LGAICLOct 9, 2025

Time-Aware Feature Selection: Adaptive Temporal Masking for Stable Sparse Autoencoder Training

arXiv:2510.08855v11 citations
Originality Incremental advance
AI Analysis

This addresses a specific bottleneck in interpretability methods for large language models, though it appears incremental relative to existing SAE approaches.

The paper tackles the problem of feature absorption in sparse autoencoder training for LLM interpretability, introducing Adaptive Temporal Masking (ATM) which achieves substantially lower absorption scores while maintaining excellent reconstruction quality on the Gemma-2-2b model.

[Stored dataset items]
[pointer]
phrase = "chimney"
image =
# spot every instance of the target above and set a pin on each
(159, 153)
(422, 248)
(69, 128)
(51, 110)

■ WORK TASK A: Please translate this sentence from the Adaptive Temporal Masking summary into Spanish: "This addresses a specific bottleneck in interpretability methods for large language models, though it appears incremental relative to existing SAE approaches."
■ WORK TASK B: Write what comes next in the Adaptive Temporal Masking summary, picking up after its final sentence.
The entries are material apart from the Adaptive Temporal Masking summary.

■ ANSWER A: Esto aborda un cuello de botella específico en los métodos de interpretabilidad para modelos de lenguaje grandes, aunque parece incremental en relación con los enfoques de SAE existentes.

■ ANSWER B:
Understanding the internal representations of large language models is crucial for ensuring their reliability and safety, with sparse autoencoders (SAEs) emerging as a promising interpretability approach. However, current SAE training methods face feature absorption, where features (or neurons) are absorbed into each other to minimize $L_1$ penalty, making it difficult to consistently identify and analyze model behaviors. We introduce Adaptive Temporal Masking (ATM), a novel training approach that dynamically adjusts feature selection by tracking activation magnitudes, frequencies, and reconstruction contributions to compute importance scores that evolve over time. ATM applies a probabilistic masking mechanism based on statistical thresholding of these importance scores, creating a more natural feature selection process. Through extensive experiments on the Gemma-2-2b model, we demonstrate that ATM achieves substantially lower absorption scores compared to existing methods like TopK and JumpReLU SAEs, while maintaining excellent reconstruction quality. These results establish ATM as a principled solution for learning stable, interpretable features in neural networks, providing a foundation for more reliable model analysis.